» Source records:
########
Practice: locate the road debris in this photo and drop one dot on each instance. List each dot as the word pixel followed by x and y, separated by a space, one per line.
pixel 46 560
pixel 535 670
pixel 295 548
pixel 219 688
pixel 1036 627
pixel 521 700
########
» Work instruction: Quote the data in full, keeping each word unchanged.

» Output for this exercise:
Practice: locate the road debris in this photo and drop one dot on each instance. List each dot as the word pixel followed by x and y, separated by a space, one per line.
pixel 46 560
pixel 535 670
pixel 295 548
pixel 219 688
pixel 1036 627
pixel 521 700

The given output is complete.